GIVEN PROBLEM
Copy the lines below word for word, leaving out the pictures.

━━━━━ EXERCISE INPUT

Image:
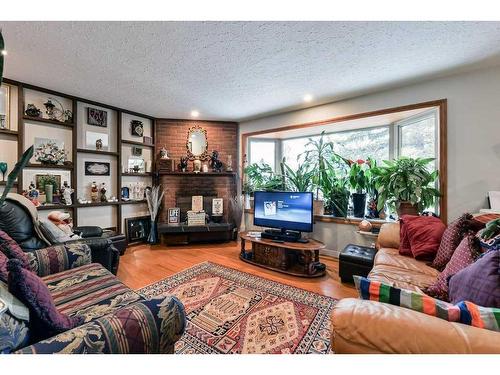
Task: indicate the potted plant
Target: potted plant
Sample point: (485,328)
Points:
(406,184)
(319,156)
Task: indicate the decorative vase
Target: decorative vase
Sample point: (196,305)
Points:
(407,208)
(49,193)
(153,233)
(359,203)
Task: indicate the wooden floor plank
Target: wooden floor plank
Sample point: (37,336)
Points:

━━━━━━━━━━

RIGHT ANSWER
Image:
Task: indicate the potted plant
Target: potted plant
Sample point: (485,328)
Points:
(406,184)
(319,156)
Task: indicate the decorative vase
Target: decorative vase
Sample point: (196,305)
Points:
(407,208)
(49,193)
(153,233)
(359,203)
Task: indicate the wooden floor plank
Target: wooden floor plank
Sample point: (37,336)
Points:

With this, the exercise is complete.